Saved entries:
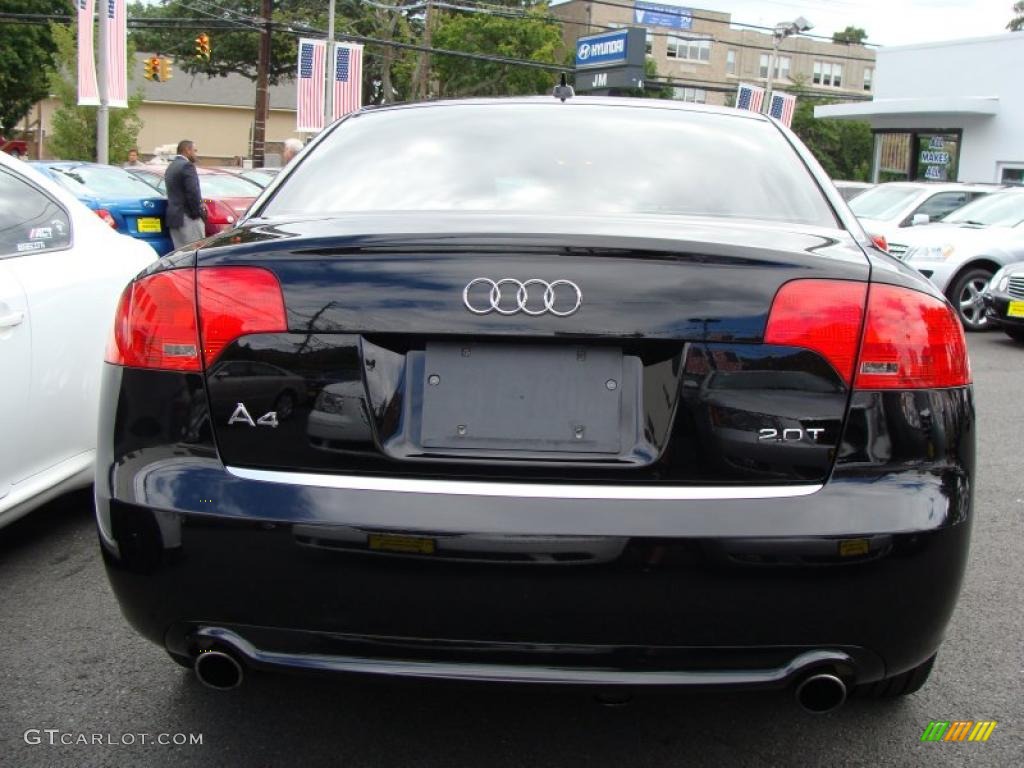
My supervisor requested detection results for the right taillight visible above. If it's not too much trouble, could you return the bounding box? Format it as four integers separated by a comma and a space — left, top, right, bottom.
853, 284, 971, 389
106, 266, 288, 372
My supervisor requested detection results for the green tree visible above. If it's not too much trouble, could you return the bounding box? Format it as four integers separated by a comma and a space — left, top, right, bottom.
833, 27, 867, 45
791, 81, 874, 181
0, 0, 72, 133
1007, 0, 1024, 32
47, 24, 142, 163
432, 2, 562, 96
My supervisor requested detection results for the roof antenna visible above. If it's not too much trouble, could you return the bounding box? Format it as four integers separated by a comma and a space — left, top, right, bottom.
551, 72, 575, 103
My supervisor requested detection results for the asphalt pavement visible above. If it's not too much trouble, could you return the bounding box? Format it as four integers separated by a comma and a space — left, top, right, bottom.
0, 333, 1024, 768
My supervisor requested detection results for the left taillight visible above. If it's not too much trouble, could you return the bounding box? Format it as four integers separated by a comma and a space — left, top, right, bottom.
106, 266, 288, 372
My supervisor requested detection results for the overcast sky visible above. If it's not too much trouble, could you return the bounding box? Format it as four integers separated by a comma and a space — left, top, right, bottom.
555, 0, 1024, 45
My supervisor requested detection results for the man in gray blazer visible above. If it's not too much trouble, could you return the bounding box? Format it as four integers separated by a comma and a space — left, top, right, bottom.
164, 139, 206, 248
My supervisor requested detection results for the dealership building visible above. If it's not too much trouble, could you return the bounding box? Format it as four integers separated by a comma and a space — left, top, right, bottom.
814, 32, 1024, 184
551, 0, 874, 104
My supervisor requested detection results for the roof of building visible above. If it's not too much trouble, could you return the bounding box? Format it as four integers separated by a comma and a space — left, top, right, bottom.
135, 53, 296, 112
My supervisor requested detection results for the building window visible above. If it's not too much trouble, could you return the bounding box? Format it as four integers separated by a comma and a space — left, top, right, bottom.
668, 35, 711, 61
672, 88, 708, 104
811, 61, 843, 88
759, 53, 792, 80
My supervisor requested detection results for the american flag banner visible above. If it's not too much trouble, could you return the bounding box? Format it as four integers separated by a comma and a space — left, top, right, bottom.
331, 43, 362, 120
76, 0, 99, 106
736, 83, 765, 112
295, 38, 327, 133
768, 93, 797, 128
99, 0, 128, 106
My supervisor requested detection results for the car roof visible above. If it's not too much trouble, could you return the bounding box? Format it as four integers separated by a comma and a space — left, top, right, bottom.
355, 96, 773, 123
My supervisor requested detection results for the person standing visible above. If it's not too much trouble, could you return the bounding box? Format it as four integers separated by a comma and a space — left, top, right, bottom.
281, 138, 302, 166
164, 139, 206, 248
121, 146, 142, 168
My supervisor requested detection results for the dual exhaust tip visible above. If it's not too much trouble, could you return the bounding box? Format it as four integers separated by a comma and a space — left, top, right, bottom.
195, 650, 847, 715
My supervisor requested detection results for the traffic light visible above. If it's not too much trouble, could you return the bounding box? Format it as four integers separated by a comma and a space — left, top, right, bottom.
196, 32, 210, 61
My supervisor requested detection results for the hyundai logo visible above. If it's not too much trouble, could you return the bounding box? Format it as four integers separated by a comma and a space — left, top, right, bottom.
462, 278, 583, 317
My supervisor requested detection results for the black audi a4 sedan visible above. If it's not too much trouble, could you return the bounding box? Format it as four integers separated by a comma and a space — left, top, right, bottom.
96, 97, 975, 711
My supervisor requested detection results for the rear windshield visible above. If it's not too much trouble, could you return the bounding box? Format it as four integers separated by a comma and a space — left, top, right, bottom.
850, 184, 921, 221
260, 103, 837, 227
945, 191, 1024, 226
50, 165, 158, 198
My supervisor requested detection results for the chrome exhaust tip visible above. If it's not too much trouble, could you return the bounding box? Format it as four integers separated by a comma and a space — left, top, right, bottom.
195, 650, 245, 690
797, 673, 846, 715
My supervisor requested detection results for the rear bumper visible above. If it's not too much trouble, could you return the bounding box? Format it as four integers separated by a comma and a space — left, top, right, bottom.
97, 456, 970, 687
95, 367, 974, 687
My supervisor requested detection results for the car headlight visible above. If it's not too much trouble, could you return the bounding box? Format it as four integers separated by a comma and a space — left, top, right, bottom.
906, 245, 956, 261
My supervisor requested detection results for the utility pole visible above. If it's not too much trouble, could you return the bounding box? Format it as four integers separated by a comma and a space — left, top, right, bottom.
253, 0, 273, 168
324, 0, 335, 128
416, 0, 434, 98
96, 3, 111, 165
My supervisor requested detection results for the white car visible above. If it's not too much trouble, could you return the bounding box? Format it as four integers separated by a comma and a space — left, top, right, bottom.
0, 155, 156, 526
850, 181, 1000, 257
899, 188, 1024, 331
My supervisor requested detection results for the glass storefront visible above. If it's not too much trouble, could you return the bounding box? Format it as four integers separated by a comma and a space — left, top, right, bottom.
874, 129, 963, 181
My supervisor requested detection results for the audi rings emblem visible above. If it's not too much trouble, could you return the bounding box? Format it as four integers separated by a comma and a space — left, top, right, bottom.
462, 278, 583, 317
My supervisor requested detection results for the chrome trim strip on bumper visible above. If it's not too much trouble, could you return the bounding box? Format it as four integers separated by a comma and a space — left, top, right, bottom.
225, 467, 822, 501
195, 627, 853, 688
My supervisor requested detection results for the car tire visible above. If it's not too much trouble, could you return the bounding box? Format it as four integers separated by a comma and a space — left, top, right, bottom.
946, 267, 992, 331
853, 654, 936, 698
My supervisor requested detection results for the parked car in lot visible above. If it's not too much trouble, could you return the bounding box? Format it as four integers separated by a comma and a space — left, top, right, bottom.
32, 161, 174, 256
0, 155, 156, 526
96, 97, 976, 712
130, 165, 263, 237
982, 261, 1024, 342
850, 181, 1000, 257
833, 181, 874, 203
217, 167, 283, 188
890, 188, 1024, 331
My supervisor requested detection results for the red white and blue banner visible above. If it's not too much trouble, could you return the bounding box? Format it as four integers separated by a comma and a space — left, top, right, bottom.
736, 83, 765, 112
295, 38, 327, 133
76, 0, 99, 106
768, 93, 797, 128
331, 43, 362, 120
99, 0, 128, 106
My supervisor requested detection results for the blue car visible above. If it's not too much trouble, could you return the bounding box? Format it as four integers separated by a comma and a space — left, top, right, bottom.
32, 161, 174, 256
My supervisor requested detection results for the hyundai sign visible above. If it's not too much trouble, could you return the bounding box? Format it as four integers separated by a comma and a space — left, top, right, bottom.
577, 30, 629, 70
633, 0, 693, 30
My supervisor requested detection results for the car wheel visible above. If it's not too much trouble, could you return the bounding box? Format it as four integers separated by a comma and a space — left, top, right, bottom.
273, 392, 295, 421
947, 268, 992, 331
853, 654, 936, 698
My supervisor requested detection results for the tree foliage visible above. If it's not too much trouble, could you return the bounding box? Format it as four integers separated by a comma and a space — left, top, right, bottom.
0, 0, 71, 133
833, 27, 867, 45
792, 83, 874, 181
1007, 0, 1024, 32
47, 24, 142, 164
432, 2, 562, 96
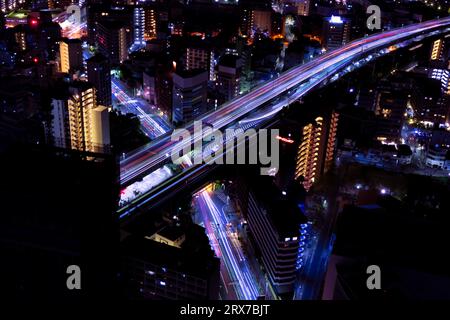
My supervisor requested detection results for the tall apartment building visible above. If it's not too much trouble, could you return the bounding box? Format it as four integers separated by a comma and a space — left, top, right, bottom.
323, 16, 350, 51
86, 53, 112, 107
133, 7, 145, 45
121, 225, 220, 300
217, 55, 242, 103
96, 21, 129, 64
0, 0, 20, 12
294, 0, 311, 16
51, 81, 110, 153
144, 7, 158, 41
13, 24, 28, 51
183, 45, 215, 81
172, 70, 208, 123
374, 81, 412, 141
59, 38, 83, 73
430, 39, 445, 61
295, 111, 339, 190
238, 177, 306, 299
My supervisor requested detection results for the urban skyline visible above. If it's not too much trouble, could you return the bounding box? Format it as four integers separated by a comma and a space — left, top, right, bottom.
0, 0, 450, 308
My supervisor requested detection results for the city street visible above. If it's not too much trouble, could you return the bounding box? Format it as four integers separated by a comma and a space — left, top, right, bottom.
111, 78, 171, 139
195, 190, 262, 300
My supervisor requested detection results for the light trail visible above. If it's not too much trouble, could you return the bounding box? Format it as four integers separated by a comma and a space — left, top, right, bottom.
111, 79, 169, 139
198, 191, 259, 300
119, 17, 450, 216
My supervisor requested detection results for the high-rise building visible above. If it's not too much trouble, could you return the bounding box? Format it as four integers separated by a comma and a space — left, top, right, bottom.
323, 16, 350, 51
121, 225, 220, 300
144, 7, 158, 41
239, 9, 254, 37
252, 10, 272, 34
59, 39, 83, 73
172, 70, 208, 123
183, 46, 211, 70
51, 81, 110, 153
430, 39, 444, 61
86, 53, 112, 107
217, 55, 242, 103
13, 24, 28, 51
133, 7, 145, 46
96, 21, 128, 64
37, 20, 61, 61
295, 0, 311, 16
238, 177, 306, 299
375, 83, 409, 141
0, 0, 20, 12
295, 111, 339, 190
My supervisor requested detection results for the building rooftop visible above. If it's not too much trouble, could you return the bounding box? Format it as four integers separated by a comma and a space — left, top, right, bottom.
251, 176, 307, 237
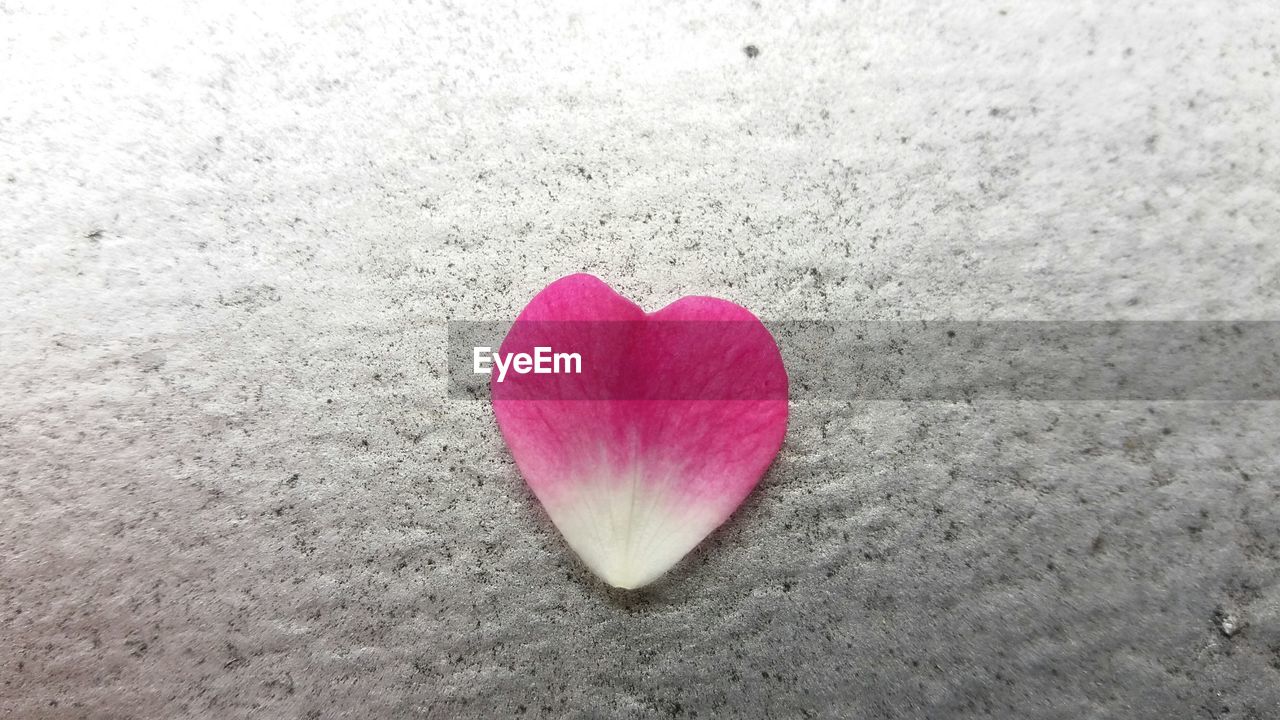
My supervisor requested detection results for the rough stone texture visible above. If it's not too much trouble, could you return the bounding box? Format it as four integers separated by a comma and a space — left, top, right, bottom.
0, 0, 1280, 719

* _WHAT YOU HAVE TO DO_: Copy out everything from the line containing "My supervisor requested detection results for the man" down to the line containing "759, 53, 792, 80", requests included, and shift every bounding-box coordinate in the answers up by 84.

* _FULL RESPONSE_:
My supervisor requested detection results for the man in gray blazer visible above. If it's not too much trouble, could you return the bounding box? Format it as four integers separated by a comma and a space — left, top, right, bottom.
248, 223, 290, 332
My supervisor requested detection results for the dealership building visible above. If it's not too much trouble, could you return the bounding box? Format it as four integers separated by a comma and a space — left, top, right, bottom.
898, 116, 1108, 268
635, 84, 958, 188
My supervisor requested detection results for the roof of building visible above. If it's not too much trouble, could you return the bounding box? Format it as four integers separated by a comma and a space — left, top, right, bottom.
219, 137, 380, 196
My supervisor requested detection results for the building window visible above. If it's not too much trouble, could you return the bounding box? Format it as four integers separated by a comma and a space — left, top, right, bottom.
752, 119, 795, 145
756, 172, 792, 188
895, 145, 927, 172
843, 137, 876, 164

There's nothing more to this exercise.